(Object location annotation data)
"""

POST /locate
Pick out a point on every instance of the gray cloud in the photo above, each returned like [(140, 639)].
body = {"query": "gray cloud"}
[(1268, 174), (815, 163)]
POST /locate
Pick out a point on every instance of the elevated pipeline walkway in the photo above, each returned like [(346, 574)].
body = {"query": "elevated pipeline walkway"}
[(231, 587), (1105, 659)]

"""
"""

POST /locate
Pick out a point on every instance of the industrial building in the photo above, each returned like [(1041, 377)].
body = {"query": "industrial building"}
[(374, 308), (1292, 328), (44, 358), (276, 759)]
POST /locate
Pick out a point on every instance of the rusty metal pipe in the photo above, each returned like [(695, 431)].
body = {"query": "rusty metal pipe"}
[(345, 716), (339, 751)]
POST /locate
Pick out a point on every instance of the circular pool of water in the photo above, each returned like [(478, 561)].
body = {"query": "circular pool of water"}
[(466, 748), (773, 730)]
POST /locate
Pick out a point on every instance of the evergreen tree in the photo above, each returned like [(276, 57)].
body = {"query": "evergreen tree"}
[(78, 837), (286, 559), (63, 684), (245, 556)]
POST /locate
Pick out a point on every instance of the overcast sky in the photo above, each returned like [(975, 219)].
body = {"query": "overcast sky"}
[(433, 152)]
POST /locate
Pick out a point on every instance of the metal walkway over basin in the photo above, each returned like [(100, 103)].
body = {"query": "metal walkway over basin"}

"""

Your objective:
How many lines in the rows above contain the word "evergreen"? Case counts. Give only the number.

Worked answer:
2